Study material
Content starts

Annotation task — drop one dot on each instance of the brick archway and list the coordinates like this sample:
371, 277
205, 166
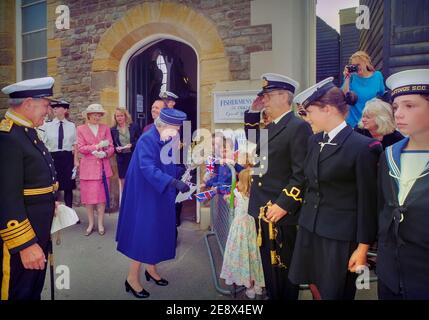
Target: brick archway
152, 19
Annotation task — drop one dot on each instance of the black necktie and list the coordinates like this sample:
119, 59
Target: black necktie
60, 136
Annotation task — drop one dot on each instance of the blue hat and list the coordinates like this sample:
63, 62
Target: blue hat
414, 81
274, 81
60, 103
172, 117
31, 88
305, 98
167, 95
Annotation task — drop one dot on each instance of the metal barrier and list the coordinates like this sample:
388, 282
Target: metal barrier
221, 216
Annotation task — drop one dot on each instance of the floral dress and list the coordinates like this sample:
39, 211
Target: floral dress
242, 260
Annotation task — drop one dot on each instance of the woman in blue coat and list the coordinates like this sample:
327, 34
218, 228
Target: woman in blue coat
147, 223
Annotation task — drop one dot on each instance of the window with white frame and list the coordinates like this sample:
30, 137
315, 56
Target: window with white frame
160, 62
33, 38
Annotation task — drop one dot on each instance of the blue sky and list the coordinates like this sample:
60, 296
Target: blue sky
328, 10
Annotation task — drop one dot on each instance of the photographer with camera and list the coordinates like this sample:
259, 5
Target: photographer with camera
361, 78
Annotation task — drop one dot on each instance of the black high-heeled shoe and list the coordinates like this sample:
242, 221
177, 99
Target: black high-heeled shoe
141, 295
160, 282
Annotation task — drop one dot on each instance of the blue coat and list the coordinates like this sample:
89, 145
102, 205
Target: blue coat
147, 222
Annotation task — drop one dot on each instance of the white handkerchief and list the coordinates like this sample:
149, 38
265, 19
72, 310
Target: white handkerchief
65, 217
185, 196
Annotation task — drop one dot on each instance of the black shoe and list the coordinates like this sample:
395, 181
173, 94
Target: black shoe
161, 282
141, 295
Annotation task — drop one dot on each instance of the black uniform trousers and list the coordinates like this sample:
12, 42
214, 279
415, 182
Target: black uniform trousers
277, 282
21, 283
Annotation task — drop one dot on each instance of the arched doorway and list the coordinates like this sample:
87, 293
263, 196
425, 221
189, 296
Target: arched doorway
163, 65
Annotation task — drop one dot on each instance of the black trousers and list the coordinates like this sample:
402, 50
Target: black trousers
277, 283
17, 282
384, 293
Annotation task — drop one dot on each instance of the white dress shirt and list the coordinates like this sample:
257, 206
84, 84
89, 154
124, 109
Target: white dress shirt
50, 135
336, 131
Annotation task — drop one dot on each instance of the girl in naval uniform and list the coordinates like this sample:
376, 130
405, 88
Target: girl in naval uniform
337, 222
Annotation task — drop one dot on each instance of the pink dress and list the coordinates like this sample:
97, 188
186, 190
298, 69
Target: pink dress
90, 169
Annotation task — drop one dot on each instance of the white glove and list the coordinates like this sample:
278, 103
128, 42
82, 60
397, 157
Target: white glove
103, 144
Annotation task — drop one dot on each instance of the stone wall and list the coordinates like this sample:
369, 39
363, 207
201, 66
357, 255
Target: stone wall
91, 20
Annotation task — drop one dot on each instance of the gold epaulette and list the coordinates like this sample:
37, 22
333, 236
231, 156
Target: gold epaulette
6, 125
40, 191
293, 193
17, 233
252, 124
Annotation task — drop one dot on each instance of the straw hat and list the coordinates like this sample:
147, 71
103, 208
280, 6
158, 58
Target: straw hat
93, 108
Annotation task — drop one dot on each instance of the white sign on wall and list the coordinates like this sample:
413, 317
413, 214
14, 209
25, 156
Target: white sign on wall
229, 106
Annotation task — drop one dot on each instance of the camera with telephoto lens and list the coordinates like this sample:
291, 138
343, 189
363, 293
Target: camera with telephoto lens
352, 68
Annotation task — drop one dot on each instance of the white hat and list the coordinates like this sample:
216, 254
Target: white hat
414, 81
93, 108
168, 95
275, 81
305, 98
31, 88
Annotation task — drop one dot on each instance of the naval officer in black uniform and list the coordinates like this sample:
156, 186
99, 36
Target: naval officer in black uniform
27, 188
403, 230
338, 217
278, 177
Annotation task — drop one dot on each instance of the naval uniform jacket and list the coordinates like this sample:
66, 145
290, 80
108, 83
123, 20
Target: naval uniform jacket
403, 232
340, 200
284, 178
27, 192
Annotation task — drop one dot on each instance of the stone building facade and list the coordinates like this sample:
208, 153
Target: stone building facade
234, 40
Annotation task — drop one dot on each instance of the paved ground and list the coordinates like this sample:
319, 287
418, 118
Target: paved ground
98, 271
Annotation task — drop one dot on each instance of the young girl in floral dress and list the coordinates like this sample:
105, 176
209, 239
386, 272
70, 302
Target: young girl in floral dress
242, 261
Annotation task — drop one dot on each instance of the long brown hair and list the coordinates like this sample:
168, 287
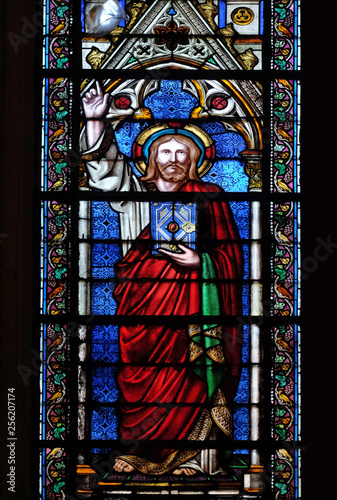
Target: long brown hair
152, 172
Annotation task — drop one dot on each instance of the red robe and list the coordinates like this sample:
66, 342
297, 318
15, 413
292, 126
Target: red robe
155, 368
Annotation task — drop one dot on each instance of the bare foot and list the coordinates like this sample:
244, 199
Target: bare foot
184, 471
122, 466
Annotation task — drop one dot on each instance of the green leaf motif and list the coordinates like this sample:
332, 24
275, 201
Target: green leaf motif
60, 465
282, 433
58, 377
58, 432
279, 359
280, 167
282, 379
279, 305
58, 486
282, 487
281, 272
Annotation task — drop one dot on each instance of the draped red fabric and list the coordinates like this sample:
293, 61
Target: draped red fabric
155, 381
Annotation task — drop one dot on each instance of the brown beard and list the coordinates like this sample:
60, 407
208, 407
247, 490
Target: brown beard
173, 177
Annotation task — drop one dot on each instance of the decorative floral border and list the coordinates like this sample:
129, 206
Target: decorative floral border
56, 140
285, 162
285, 261
54, 379
286, 42
55, 258
53, 463
57, 50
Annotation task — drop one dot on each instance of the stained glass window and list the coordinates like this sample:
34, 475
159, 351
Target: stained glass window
170, 244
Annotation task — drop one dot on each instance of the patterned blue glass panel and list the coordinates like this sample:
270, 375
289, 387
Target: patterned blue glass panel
104, 221
104, 256
245, 299
104, 388
241, 424
104, 343
102, 301
229, 175
126, 135
104, 423
243, 389
245, 344
171, 101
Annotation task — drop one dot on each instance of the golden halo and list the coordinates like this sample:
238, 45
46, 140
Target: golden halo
144, 140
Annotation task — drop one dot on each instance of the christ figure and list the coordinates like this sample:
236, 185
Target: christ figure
177, 381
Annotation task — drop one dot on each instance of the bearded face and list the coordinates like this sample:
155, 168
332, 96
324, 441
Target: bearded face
173, 161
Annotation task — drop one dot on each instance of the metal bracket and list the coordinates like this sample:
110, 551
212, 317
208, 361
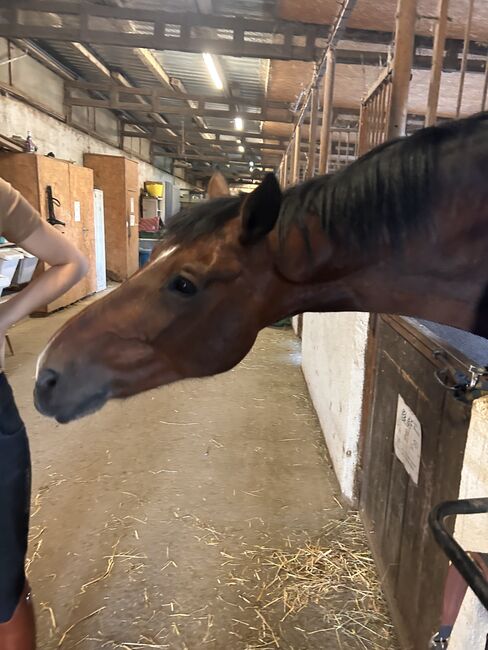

Content ends

Work item
Each record should be quoted exactly, with the images omitted.

Answer section
Annotation task — drop one dot on each instance of the brick archway and list the coordinates like this sample:
371, 277
205, 166
Target: brick archway
152, 19
Annotation task — drop one dot on each instance of the black necktie and list the coordinates like this sample:
119, 59
Target: black necktie
60, 136
Annotation task — drop one dot on each instance of the blue hat and list the coordinates like this sample:
63, 62
Target: blue hat
414, 81
274, 81
60, 103
172, 117
31, 88
305, 98
167, 95
Annotation task — drop one dot on each instance of the metal barrier and list the coordinates like this sample:
388, 282
Target: metal barrier
221, 216
Annotation task — drop one dot on each instance of the floral dress and list the coordinates like this sample:
39, 211
Target: floral dress
242, 260
Annotation task — drop one dot on each instance of the woman in blue coat and list the coordinates like this sample:
327, 34
218, 228
Target: woman in blue coat
147, 223
Annotation task — drop one dot on each instance of the window with white frame and list the coordinates like this sample:
30, 137
315, 56
Target: window with white frame
160, 62
33, 38
Annotation task — drop one dot on each instance of the blue sky and list the coordinates like this sample:
60, 296
Target: blue sky
328, 10
Annotation task — drop one dot on each instance of the photographer with camera and list the coordinates like this sample:
259, 5
Target: photographer with camera
361, 78
Annotation task — drop one dot on each instance of the black high-heeled shoe and list the coordinates like this sample:
242, 221
177, 99
Target: black high-heeled shoe
141, 295
160, 282
Annotation task — drop one dot on each instance of the blue coat and list the coordinates like this sample:
89, 145
102, 205
Target: blue coat
147, 222
Annotation task — drop one dot on each instance of the white handkerchief and list the coordinates like this sample:
149, 38
265, 19
72, 310
Target: white handkerchief
65, 217
185, 196
Annotation task — drop one dot on each instance of the black shoe and list the coordinates like this sample:
395, 181
173, 94
Target: black shoe
161, 282
141, 295
Annotation task — drop one dot on each instance of the black uniform trousers and list the coordinates like this sample:
12, 42
214, 279
415, 182
Target: black uniform trousers
277, 282
21, 283
Annotation task — drop one dot on each instance of the arched doorway and list the coordinates like this sample:
87, 293
263, 196
425, 221
189, 296
Target: arched doorway
163, 65
Annotation task — drop one dot on each instance of the black trousers and list the coordinates like this sample:
402, 50
Target: black trousers
277, 283
17, 282
384, 293
Annotation task — drop one dot on each instance of the white dress shirt and list the coordinates like this sample:
257, 206
84, 84
89, 154
124, 109
Target: white dress shirt
50, 135
336, 131
Annotation task — drop one dot on each instance of the girl in naval uniform and list the coordinates like this sample:
376, 130
405, 88
Target: girl in naval uniform
337, 222
Annotation task — drop one dot on each instance of the pink dress and list the coordinates like this sample:
97, 188
186, 190
298, 69
Target: pink dress
90, 169
Annotation task — drop one dot on each instance of the white glove and list the coordinates like this sample:
278, 103
128, 42
82, 60
397, 157
Target: white glove
103, 144
Annotation task — drop one dot on each instance of the stone wall and list the coordinates like this sample:
369, 39
363, 207
201, 66
357, 255
Target: stone wall
91, 20
Annotation task — drop one dot on each instance of the gold epaulette and list the coordinates like this sample:
37, 22
333, 236
231, 156
Target: gold epaulette
6, 125
40, 191
293, 193
17, 233
252, 124
Annotation task — drop one dot on each instance of the straw hat and list the coordinates like this sample:
147, 71
103, 208
280, 6
158, 58
Target: straw hat
93, 108
Annotation task — drop one dot on each instance of the white sign on wall and list the coordinates like this sample:
413, 317
413, 214
14, 209
25, 156
Target: white sign on wall
229, 106
Annotation task — drop one dot on each instance of the camera with telephoto lens and list the coordinates like this sample:
291, 138
343, 189
363, 293
Target: camera with telephoto lens
352, 68
Annotation task — drop one dot on each instance of the white hat and list the coordinates like this sample:
216, 254
Target: white hat
414, 81
93, 108
168, 95
275, 81
305, 98
31, 88
Annotation task — drop one dot on each instance of the naval officer in black uniform and list the coordinates like this sample:
156, 186
99, 36
Target: naval officer in black uniform
27, 188
403, 230
338, 217
278, 177
Annotation task — drop one dot on each instance of the naval uniform jacket and list the coordinates like this sample:
66, 145
290, 80
108, 83
123, 20
Target: naval uniform jacket
403, 232
340, 200
284, 178
27, 192
Annotation task — drop one dot on each instance of the stone building facade and list the coordinates like this sample:
208, 153
Target: stone building facade
234, 40
Annotation task — drop one dot on each instance of the paved ground and list the coordinates like this sample:
319, 287
418, 118
Target: paved ground
98, 271
Annotation task — drop one dot on each instance of the young girl in floral dress and list the coordinates like this sample:
105, 176
209, 239
386, 272
70, 302
Target: young girl in floral dress
242, 261
Annotation task — drop one dot on each instance of the long brown hair and list the coordinates like this sample:
168, 287
Target: long brown hair
152, 172
Annotation task — drop one dot on each instance of the red robe and list the coordinates like this sample:
66, 342
297, 318
15, 413
292, 126
Target: red robe
155, 368
Annotation task — drop one dot on each instance of the bare foot and list the coordinates like this sample:
244, 199
Target: bare foot
184, 471
122, 466
Annotation task — drop one dot on each instance of the green leaf motif and list the coordinates like this sample:
332, 24
275, 201
Target: green leaf motif
60, 465
282, 433
58, 377
58, 432
279, 359
280, 167
282, 379
279, 305
58, 486
282, 487
281, 272
Annotation task — drop one dot on each instance of the draped red fabric and list the coordinates like this sample:
293, 61
Target: draped red fabric
155, 381
Annotation task — drop one dot on each instance of the brown beard and list the coordinates like this sample:
60, 407
208, 407
247, 490
Target: brown beard
173, 177
Annotation task — drop one dot on each instance of the decorative floral border and list the coordinates like this sample:
129, 206
Target: decorative floral border
56, 140
285, 162
285, 261
54, 379
286, 42
55, 258
53, 463
57, 50
Annotation task — drop one dot on each instance of the stained glass window and list the coordinates like this sample:
34, 475
159, 351
Target: stained glass window
170, 244
Annotation task — drop one dot on each instance of the patterned blue glass panel and list the coordinates like this sample:
270, 375
289, 387
Target: patterned blue glass panel
104, 221
104, 256
245, 299
104, 388
241, 424
104, 343
102, 301
229, 175
126, 135
104, 423
243, 389
245, 344
171, 101
Annotation task — drop one dot on each instance of the golden halo and list the coordinates like this sample:
238, 45
46, 140
Target: golden halo
144, 140
Annotation task — drop one dot on each instance of the christ figure and list the coordinates like this sample:
236, 185
Target: christ figure
177, 381
Annotation task — drop one dot on each instance of the bearded face and list the coordinates like this sample:
155, 168
332, 96
324, 441
Target: bearded face
173, 161
Annotation task — drop one dot on each instance of the metal bracket and list the coordinates like this sample:
110, 551
212, 317
208, 361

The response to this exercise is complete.